■ TASK DETAILS ■
Find the number of lines below in which the word "white" appears, and write that number only.

■ INFORMATION SUPPLIED ■
----------------------------------------
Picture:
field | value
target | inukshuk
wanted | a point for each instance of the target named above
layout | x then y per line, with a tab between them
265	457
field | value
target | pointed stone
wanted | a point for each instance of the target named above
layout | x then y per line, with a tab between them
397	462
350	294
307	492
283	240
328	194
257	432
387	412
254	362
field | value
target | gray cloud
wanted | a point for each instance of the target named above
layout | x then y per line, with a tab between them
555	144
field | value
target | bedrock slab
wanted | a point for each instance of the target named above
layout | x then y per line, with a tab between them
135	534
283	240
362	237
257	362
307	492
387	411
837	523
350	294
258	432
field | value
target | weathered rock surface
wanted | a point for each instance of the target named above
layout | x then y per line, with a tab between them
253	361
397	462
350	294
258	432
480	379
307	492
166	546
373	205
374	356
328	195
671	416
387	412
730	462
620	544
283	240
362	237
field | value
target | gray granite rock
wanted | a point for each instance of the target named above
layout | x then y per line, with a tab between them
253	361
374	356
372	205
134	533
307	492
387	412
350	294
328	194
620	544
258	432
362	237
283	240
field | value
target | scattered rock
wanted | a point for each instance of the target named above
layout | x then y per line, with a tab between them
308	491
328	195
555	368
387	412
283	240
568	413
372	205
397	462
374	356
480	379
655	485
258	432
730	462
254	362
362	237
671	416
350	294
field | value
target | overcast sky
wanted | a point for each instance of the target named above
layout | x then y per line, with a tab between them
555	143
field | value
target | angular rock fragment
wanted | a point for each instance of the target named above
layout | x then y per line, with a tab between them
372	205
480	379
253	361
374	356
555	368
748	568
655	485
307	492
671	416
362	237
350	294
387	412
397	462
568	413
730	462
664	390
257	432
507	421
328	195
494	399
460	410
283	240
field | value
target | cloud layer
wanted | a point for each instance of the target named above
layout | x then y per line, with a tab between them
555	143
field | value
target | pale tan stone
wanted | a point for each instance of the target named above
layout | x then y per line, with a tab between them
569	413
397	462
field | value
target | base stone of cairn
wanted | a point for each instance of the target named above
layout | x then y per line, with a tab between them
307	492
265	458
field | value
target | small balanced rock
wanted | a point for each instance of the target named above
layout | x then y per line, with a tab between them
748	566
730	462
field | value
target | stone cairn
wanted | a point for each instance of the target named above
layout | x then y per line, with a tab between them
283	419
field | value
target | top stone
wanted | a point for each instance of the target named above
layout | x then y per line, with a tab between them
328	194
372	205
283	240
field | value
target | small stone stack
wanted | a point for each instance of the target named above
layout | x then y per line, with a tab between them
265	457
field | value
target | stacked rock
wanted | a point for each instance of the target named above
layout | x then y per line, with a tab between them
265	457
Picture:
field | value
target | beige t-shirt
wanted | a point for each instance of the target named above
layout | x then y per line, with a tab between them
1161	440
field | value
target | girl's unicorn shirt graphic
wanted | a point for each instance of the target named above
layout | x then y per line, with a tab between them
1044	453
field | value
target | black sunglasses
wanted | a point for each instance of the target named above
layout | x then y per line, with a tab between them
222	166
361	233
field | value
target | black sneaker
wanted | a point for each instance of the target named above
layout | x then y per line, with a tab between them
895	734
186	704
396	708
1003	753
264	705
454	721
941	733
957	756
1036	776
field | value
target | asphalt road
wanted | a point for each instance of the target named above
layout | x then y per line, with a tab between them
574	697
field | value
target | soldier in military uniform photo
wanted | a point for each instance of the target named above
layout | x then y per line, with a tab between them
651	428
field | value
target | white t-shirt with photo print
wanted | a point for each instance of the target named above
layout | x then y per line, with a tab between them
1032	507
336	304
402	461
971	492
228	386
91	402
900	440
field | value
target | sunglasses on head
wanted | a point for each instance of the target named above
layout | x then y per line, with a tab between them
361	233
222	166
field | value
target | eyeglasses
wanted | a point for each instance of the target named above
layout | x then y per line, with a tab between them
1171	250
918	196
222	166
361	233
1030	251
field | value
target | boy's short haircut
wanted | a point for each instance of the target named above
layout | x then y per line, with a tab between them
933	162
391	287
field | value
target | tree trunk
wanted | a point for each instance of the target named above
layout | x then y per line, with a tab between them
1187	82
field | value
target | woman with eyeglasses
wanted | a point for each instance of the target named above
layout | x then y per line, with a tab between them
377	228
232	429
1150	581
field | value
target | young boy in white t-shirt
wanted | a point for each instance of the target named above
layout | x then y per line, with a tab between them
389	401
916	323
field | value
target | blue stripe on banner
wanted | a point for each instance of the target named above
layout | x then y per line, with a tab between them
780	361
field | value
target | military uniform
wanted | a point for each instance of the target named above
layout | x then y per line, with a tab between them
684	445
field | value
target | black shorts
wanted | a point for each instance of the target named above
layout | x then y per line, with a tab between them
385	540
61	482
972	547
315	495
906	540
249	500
----------------------------------------
■ SOLUTION TO THE PROBLEM ■
2